> Exercise aim
Render the rows as a numbered list, starting at the first line of the rows and ending at the line that contains "xmin=449 ymin=197 xmax=862 ymax=232", both included, and nothing past that line. Omit blank lines and leave the pictures out of the list.

══════════════════════════════

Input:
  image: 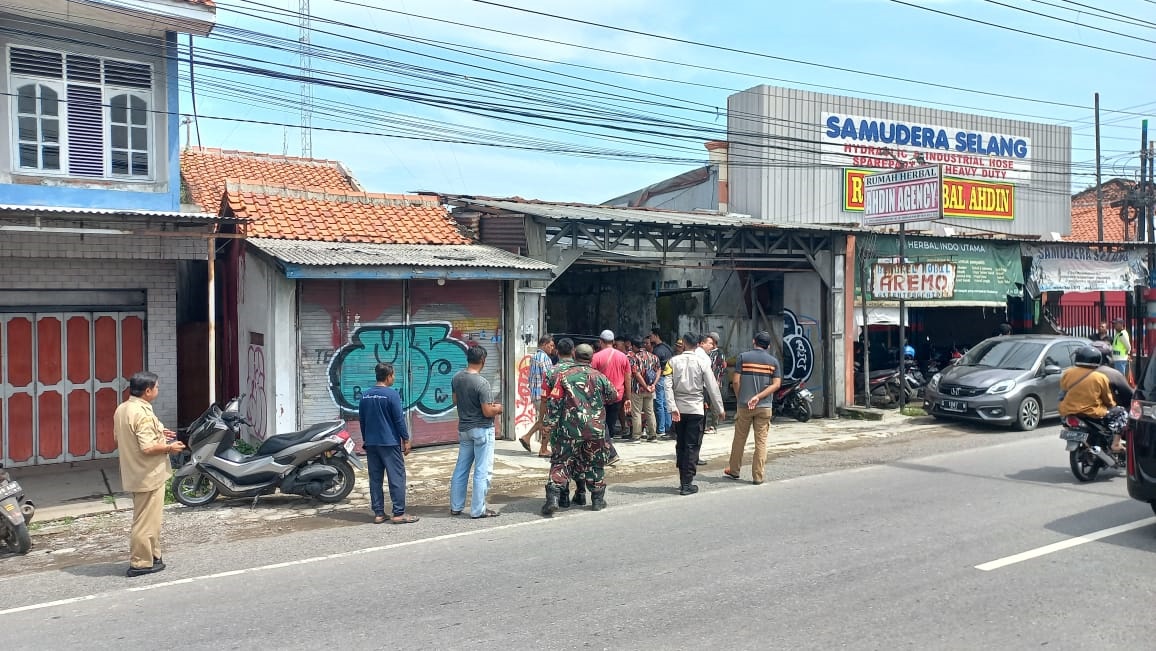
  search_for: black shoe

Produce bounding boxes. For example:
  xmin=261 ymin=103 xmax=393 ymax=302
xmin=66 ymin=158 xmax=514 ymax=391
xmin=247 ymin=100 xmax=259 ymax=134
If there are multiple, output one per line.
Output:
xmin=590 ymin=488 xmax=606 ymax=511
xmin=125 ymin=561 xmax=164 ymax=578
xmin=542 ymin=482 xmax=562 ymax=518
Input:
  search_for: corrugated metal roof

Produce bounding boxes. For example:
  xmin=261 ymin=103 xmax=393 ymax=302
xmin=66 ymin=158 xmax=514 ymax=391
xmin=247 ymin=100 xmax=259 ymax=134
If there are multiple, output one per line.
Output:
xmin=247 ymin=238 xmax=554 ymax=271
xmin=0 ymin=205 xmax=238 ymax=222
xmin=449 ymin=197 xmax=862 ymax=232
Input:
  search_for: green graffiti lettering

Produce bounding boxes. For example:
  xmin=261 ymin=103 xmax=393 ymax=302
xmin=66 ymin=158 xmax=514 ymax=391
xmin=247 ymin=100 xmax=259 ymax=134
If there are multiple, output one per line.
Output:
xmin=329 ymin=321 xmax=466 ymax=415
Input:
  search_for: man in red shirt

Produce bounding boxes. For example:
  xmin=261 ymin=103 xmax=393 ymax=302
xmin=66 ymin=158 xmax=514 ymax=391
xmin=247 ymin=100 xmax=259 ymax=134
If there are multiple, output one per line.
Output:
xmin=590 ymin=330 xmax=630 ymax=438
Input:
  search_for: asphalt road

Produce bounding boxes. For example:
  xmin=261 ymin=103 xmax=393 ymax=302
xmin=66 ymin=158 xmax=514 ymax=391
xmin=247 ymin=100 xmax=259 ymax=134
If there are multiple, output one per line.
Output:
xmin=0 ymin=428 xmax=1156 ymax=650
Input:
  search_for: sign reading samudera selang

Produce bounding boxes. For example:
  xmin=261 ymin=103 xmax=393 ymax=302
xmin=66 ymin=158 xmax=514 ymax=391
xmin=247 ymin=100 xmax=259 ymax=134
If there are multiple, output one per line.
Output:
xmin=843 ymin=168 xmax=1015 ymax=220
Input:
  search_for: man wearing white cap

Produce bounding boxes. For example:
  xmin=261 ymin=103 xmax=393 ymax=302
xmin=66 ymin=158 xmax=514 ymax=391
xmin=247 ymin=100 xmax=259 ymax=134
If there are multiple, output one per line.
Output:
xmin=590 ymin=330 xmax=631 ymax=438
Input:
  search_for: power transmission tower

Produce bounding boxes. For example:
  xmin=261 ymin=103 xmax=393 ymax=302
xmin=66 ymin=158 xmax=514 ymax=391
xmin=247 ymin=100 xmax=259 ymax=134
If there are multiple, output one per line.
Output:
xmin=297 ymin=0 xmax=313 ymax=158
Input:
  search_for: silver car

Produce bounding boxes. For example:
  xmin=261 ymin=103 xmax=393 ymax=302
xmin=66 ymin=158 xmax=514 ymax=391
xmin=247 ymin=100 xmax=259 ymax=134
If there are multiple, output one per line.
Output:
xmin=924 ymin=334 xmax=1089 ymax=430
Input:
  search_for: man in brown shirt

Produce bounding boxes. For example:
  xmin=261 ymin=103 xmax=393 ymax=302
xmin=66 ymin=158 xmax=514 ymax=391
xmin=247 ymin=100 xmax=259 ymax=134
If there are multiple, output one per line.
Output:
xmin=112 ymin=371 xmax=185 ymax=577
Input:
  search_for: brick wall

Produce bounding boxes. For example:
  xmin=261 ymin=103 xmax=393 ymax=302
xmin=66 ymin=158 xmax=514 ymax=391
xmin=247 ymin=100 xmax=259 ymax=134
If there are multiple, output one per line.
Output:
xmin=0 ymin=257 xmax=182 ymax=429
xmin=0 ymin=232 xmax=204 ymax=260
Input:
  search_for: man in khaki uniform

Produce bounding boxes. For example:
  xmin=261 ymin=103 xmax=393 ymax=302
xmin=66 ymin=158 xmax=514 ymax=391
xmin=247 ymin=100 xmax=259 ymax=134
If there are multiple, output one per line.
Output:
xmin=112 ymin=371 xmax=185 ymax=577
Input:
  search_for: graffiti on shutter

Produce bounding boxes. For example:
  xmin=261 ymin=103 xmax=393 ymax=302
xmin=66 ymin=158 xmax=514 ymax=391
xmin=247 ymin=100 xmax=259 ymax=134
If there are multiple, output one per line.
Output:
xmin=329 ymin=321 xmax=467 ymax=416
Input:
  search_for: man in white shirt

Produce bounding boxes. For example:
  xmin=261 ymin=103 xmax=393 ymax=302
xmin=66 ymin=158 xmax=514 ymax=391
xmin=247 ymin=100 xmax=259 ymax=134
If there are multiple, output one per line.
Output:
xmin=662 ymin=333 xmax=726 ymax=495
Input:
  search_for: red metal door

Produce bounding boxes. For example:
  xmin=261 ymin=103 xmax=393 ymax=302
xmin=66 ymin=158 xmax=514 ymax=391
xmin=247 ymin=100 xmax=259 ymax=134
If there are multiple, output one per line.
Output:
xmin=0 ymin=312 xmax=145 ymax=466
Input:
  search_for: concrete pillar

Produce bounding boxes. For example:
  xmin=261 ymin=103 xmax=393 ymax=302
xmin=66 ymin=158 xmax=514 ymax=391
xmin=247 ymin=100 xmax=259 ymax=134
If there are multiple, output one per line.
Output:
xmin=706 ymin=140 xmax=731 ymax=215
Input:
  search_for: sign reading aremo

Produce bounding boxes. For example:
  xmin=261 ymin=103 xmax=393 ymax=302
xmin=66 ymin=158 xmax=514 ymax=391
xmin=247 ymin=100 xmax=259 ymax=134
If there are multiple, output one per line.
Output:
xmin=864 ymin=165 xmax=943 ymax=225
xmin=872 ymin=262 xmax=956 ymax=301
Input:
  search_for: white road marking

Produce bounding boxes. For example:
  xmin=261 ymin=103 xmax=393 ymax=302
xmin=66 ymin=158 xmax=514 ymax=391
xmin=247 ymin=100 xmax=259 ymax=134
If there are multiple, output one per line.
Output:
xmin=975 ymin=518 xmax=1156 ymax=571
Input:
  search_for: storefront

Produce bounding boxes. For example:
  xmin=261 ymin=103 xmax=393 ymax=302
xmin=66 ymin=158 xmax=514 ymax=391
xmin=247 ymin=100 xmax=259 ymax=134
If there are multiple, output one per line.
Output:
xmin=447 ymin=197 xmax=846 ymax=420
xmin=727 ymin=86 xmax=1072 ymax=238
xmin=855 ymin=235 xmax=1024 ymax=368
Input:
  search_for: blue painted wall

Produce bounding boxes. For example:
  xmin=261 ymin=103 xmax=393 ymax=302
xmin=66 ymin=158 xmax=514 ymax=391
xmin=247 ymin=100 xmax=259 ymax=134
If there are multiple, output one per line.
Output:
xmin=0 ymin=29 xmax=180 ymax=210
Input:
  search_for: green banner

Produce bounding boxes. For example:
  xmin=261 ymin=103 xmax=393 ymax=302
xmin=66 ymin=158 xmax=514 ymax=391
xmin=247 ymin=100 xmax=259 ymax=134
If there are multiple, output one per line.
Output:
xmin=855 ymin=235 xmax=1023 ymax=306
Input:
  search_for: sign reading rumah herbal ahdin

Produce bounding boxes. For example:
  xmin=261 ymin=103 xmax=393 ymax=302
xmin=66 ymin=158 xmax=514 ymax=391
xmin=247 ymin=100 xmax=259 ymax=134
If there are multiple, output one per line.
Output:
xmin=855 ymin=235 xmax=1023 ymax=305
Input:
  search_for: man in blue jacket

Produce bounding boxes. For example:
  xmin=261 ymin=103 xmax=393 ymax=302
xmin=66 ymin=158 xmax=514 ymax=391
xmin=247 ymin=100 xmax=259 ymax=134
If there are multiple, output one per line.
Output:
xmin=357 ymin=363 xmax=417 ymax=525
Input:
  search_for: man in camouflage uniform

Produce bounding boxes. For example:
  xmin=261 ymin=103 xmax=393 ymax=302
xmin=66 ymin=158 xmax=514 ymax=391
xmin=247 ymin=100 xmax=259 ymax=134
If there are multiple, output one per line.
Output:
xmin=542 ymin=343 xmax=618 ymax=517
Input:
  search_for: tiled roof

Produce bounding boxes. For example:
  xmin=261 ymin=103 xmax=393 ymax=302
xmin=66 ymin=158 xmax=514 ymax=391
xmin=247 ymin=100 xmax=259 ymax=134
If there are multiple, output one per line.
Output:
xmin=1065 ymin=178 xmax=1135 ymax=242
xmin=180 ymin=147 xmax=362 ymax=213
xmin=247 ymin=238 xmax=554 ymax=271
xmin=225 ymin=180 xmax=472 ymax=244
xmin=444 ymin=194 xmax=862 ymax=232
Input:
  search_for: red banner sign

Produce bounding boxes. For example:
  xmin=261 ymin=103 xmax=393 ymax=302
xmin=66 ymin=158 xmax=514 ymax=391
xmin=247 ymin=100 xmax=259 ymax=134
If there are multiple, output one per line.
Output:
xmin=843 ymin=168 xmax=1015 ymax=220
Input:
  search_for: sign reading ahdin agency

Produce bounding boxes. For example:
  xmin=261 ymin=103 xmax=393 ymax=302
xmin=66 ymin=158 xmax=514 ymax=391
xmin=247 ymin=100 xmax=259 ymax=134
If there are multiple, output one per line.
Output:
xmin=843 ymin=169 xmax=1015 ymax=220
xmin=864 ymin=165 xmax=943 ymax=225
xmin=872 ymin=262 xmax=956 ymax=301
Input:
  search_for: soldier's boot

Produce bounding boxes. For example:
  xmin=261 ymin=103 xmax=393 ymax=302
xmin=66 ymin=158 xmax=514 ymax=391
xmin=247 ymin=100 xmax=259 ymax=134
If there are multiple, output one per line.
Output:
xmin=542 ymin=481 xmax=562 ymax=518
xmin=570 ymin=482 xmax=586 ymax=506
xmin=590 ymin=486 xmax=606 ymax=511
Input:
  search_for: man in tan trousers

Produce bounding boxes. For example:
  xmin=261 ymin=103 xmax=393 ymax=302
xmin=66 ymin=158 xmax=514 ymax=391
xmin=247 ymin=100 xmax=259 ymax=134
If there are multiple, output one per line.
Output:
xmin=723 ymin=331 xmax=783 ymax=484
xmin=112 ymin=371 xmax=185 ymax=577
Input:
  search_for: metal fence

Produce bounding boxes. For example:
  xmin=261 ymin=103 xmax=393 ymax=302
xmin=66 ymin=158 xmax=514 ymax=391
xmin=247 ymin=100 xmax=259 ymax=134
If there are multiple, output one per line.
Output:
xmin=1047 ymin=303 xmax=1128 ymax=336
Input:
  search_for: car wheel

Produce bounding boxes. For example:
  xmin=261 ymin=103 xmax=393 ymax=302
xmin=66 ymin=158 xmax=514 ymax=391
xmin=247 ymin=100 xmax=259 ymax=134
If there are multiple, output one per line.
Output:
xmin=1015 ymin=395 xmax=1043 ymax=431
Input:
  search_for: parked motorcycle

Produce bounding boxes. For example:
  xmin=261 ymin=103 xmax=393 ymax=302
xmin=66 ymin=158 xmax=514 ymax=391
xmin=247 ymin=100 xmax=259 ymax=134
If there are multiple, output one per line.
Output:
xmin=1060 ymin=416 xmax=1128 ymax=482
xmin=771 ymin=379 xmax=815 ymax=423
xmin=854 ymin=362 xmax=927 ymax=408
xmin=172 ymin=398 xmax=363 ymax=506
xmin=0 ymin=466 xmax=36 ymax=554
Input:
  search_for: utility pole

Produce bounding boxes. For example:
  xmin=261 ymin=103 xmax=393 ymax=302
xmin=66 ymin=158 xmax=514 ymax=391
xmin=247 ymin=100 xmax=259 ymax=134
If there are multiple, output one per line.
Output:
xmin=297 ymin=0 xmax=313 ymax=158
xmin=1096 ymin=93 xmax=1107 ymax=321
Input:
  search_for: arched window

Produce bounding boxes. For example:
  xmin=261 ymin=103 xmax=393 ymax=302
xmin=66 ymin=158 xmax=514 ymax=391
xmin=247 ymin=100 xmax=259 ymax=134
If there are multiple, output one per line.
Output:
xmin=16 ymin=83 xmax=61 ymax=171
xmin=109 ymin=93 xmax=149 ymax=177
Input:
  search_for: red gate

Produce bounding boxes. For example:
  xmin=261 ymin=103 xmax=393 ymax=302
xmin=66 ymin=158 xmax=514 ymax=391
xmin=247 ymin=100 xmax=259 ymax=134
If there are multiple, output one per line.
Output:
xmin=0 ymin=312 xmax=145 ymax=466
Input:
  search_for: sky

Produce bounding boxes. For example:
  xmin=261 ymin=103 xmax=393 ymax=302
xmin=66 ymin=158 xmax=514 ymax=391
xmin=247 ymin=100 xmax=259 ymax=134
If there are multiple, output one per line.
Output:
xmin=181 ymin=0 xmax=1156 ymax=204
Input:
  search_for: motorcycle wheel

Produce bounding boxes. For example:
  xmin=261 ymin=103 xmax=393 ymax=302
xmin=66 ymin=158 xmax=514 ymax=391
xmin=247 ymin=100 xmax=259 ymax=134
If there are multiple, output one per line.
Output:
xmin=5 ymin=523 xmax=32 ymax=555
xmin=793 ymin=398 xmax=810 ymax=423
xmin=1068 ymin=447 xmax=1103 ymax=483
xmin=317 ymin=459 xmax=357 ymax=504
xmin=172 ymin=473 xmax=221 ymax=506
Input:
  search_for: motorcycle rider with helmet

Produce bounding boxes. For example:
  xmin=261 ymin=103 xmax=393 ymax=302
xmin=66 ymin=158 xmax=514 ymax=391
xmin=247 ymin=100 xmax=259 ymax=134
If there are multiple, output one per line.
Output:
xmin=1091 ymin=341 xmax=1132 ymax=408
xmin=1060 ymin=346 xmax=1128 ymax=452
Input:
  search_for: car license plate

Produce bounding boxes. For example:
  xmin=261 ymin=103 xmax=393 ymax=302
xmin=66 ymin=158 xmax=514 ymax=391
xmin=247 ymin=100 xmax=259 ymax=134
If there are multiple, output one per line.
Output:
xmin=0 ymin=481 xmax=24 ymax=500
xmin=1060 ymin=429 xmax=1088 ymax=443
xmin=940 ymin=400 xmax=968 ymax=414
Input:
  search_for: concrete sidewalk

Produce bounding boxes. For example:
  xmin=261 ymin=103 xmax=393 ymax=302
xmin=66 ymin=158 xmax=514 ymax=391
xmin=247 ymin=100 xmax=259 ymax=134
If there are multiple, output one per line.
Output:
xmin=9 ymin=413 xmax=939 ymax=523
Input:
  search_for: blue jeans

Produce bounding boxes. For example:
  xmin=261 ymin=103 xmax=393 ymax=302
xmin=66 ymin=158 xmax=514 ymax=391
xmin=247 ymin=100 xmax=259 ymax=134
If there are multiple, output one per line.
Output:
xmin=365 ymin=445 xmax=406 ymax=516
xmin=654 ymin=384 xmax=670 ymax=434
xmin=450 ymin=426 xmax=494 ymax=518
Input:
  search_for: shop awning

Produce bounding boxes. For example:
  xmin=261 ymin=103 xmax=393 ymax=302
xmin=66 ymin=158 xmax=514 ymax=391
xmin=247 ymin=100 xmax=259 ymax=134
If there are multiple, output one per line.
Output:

══════════════════════════════

> Answer for the task
1. Input:
2.   image: 
3.   search_for: black shoe
4. Produce bounding boxes. For example:
5.   xmin=261 ymin=103 xmax=393 ymax=302
6. xmin=66 ymin=158 xmax=514 ymax=391
7. xmin=247 ymin=100 xmax=259 ymax=134
8. If there are multiple, output one per line.
9. Output:
10. xmin=590 ymin=488 xmax=606 ymax=511
11. xmin=125 ymin=561 xmax=164 ymax=578
12. xmin=542 ymin=482 xmax=562 ymax=518
13. Input:
14.   search_for: corrugated metal roof
15. Produce bounding boxes. For example:
16.   xmin=261 ymin=103 xmax=393 ymax=302
17. xmin=66 ymin=158 xmax=514 ymax=391
18. xmin=247 ymin=100 xmax=259 ymax=134
19. If there are multiple, output one per line.
20. Output:
21. xmin=247 ymin=238 xmax=554 ymax=271
22. xmin=0 ymin=205 xmax=238 ymax=222
23. xmin=449 ymin=197 xmax=862 ymax=232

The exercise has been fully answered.